Set problem =>
Answer these questions from the handbook description below:
1. What does the book include to illustrate the design process and its benefits?
2. Which companies are named as using product wheels?
3. Many wheel design steps are not new. What does the description say is new?

Selection =>
☆ ☆ ☆

Breaking down a fairly complex design process into manageable steps, 'The Product Wheel Handbook: Creating Balanced Flow in High-Mix Process Operations' walks readers through the process for designing and implementing the PW technique. It includes a case study taken from actual practice that illustrates the design process and its benefits.

Describing how to apply the product wheel technique to any manufacturing operation, the book:
- Details the steps required to implement product wheels
- Explains why certain traditional manufacturing metrics should be reevaluated so they don’t inhibit product wheel performance
- Defines the cultural foundation necessary for smooth product wheel design and implementation
- Includes a real-world case study and several examples of product wheels being used by successful manufacturing companies—including BG Products, Inc., the DuPont™ Company, the Dow Chemical Company, and Appleton

Many of the steps in wheel design described in this book are not new. What’s new is their application to production planning and scheduling problems, and more importantly, a clear roadmap explaining how and when they should be used in product wheel design.

☆ ☆ ☆

Material shown =>
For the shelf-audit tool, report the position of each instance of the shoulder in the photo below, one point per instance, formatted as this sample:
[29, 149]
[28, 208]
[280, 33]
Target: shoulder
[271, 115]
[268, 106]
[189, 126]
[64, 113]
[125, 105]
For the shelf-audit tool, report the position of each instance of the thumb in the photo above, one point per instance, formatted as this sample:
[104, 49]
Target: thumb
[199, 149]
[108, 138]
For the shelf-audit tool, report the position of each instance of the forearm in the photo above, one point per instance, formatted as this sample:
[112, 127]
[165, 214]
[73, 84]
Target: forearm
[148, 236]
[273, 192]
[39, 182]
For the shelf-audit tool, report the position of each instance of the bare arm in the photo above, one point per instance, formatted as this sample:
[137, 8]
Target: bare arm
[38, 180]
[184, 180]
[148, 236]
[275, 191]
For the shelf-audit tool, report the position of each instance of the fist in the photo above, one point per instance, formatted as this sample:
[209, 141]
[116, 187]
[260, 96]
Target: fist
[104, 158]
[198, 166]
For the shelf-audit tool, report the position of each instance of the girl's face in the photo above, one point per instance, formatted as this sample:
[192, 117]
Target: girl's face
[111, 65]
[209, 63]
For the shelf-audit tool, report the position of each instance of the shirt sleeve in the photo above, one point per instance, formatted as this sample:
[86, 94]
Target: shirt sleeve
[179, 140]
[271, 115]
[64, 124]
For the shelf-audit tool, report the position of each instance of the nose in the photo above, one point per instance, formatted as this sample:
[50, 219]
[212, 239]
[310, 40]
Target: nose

☆ ☆ ☆

Written response =>
1. A case study taken from actual practice.
2. BG Products, Inc., the DuPont™ Company, the Dow Chemical Company, and Appleton.
3. Their application to production planning and scheduling problems and, more importantly, a clear roadmap explaining how and when they should be used in product wheel design.